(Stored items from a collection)
-=-=-
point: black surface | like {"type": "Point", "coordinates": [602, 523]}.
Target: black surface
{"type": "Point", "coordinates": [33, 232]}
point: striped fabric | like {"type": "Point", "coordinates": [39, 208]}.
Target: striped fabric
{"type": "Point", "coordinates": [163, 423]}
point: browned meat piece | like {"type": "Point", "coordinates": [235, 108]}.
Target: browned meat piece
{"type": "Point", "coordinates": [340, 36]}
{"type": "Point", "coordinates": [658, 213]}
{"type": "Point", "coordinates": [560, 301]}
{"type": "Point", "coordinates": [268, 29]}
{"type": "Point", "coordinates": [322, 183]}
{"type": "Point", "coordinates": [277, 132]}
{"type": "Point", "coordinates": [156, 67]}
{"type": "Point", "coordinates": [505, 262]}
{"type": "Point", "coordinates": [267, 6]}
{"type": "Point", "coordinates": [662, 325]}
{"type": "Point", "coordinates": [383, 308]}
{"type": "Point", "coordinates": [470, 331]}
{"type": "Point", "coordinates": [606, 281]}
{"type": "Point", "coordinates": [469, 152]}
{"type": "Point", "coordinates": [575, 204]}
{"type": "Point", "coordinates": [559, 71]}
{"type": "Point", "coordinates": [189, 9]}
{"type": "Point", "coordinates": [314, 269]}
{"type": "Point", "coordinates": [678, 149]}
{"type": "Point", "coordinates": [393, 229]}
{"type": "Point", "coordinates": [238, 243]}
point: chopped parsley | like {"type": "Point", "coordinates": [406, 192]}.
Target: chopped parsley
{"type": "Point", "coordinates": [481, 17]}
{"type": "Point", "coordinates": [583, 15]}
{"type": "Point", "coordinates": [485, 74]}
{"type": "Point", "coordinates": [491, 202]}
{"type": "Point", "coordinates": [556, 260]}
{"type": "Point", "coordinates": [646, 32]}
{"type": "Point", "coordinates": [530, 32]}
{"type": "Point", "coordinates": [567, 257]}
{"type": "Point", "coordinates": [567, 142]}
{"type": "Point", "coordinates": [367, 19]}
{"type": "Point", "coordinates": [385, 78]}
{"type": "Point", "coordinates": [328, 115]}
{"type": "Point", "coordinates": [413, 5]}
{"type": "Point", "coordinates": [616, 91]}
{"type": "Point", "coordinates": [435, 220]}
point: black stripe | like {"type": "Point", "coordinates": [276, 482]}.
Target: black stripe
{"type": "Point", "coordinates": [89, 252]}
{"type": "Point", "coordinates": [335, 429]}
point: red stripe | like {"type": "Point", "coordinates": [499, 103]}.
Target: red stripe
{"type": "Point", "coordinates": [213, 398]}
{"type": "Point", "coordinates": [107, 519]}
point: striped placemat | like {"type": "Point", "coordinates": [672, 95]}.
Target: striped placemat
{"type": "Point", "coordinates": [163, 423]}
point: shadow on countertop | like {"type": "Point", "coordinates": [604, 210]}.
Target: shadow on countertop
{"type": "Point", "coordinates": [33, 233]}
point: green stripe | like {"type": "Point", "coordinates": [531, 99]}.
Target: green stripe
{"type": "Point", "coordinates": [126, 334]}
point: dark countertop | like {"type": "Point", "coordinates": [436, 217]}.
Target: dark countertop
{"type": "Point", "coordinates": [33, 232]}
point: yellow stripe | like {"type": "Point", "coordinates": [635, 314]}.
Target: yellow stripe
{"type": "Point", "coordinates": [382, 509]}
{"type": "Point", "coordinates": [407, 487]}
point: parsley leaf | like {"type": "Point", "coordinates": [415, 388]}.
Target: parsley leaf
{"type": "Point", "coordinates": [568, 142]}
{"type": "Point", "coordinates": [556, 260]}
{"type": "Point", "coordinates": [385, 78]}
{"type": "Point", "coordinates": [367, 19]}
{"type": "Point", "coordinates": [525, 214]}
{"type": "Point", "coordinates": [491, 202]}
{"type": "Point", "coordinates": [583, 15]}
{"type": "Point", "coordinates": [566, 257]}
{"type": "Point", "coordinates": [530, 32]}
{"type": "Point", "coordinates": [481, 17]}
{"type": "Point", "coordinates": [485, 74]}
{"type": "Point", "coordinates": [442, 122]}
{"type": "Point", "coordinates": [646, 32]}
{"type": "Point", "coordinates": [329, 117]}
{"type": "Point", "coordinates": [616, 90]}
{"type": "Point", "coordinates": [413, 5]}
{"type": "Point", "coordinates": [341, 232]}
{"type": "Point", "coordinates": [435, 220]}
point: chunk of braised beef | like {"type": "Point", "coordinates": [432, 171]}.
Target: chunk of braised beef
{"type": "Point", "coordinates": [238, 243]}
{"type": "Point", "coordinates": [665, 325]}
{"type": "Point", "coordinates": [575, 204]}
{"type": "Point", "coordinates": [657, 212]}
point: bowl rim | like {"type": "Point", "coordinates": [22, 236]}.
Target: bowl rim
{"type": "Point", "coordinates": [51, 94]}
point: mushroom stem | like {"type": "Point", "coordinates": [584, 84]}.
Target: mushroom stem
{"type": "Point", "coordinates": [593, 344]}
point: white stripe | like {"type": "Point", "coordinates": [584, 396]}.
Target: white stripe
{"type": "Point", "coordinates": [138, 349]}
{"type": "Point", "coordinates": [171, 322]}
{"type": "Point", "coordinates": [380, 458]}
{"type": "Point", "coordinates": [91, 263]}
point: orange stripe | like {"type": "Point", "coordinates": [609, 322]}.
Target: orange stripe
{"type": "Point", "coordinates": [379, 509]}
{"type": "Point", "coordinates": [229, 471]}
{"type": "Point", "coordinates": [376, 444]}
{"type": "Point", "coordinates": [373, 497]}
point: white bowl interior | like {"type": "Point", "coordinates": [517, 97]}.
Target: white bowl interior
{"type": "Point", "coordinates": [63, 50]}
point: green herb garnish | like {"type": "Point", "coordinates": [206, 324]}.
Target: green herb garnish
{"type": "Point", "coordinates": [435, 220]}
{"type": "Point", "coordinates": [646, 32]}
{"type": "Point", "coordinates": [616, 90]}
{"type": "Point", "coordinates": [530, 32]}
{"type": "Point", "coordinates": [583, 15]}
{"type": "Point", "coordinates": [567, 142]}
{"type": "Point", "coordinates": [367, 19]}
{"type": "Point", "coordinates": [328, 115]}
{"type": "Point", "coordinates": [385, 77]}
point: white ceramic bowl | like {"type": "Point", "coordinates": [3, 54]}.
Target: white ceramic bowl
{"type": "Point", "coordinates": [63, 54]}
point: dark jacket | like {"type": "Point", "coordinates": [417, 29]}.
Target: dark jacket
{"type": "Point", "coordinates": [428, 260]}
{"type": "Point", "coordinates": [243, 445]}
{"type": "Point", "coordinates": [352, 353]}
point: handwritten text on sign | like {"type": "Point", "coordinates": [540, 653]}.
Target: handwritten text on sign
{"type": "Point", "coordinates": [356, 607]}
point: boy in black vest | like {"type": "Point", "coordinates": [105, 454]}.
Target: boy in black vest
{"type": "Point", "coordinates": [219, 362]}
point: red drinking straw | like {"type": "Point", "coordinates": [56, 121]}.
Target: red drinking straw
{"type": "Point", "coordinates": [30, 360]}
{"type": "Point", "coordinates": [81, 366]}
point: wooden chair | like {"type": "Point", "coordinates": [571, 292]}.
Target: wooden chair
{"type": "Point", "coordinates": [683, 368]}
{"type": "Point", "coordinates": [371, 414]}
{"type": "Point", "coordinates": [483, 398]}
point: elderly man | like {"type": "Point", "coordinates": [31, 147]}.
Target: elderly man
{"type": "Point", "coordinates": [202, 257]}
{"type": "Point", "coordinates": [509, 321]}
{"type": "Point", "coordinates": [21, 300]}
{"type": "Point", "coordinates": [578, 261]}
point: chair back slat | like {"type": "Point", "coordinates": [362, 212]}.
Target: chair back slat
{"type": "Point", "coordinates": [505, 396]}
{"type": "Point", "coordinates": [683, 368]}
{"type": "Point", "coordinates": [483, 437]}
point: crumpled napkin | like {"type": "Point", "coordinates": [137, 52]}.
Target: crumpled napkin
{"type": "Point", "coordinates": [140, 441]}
-=-=-
Using only the entries above, output the line with "point: chopped parsley", the line with "point: parsley leaf", and all lines between them, exactly as they stand.

### WRITTEN ANSWER
point: chopped parsley | like {"type": "Point", "coordinates": [406, 192]}.
Target: chopped parsley
{"type": "Point", "coordinates": [481, 17]}
{"type": "Point", "coordinates": [583, 15]}
{"type": "Point", "coordinates": [485, 74]}
{"type": "Point", "coordinates": [491, 202]}
{"type": "Point", "coordinates": [556, 260]}
{"type": "Point", "coordinates": [646, 32]}
{"type": "Point", "coordinates": [530, 32]}
{"type": "Point", "coordinates": [567, 257]}
{"type": "Point", "coordinates": [567, 142]}
{"type": "Point", "coordinates": [367, 19]}
{"type": "Point", "coordinates": [385, 78]}
{"type": "Point", "coordinates": [328, 115]}
{"type": "Point", "coordinates": [413, 5]}
{"type": "Point", "coordinates": [616, 91]}
{"type": "Point", "coordinates": [435, 220]}
point: black stripe | like {"type": "Point", "coordinates": [276, 482]}.
Target: black stripe
{"type": "Point", "coordinates": [89, 252]}
{"type": "Point", "coordinates": [335, 429]}
point: red stripe | like {"type": "Point", "coordinates": [499, 103]}.
Target: red stripe
{"type": "Point", "coordinates": [213, 398]}
{"type": "Point", "coordinates": [107, 519]}
point: striped placemat | like {"type": "Point", "coordinates": [672, 95]}.
Target: striped placemat
{"type": "Point", "coordinates": [163, 423]}
point: shadow on countertop | like {"type": "Point", "coordinates": [604, 210]}.
Target: shadow on countertop
{"type": "Point", "coordinates": [33, 233]}
point: green stripe | like {"type": "Point", "coordinates": [531, 99]}.
Target: green stripe
{"type": "Point", "coordinates": [126, 334]}
point: dark countertop | like {"type": "Point", "coordinates": [436, 217]}.
Target: dark countertop
{"type": "Point", "coordinates": [33, 232]}
point: yellow stripe | like {"type": "Point", "coordinates": [635, 314]}.
Target: yellow stripe
{"type": "Point", "coordinates": [382, 509]}
{"type": "Point", "coordinates": [407, 487]}
point: parsley leaf | like {"type": "Point", "coordinates": [415, 388]}.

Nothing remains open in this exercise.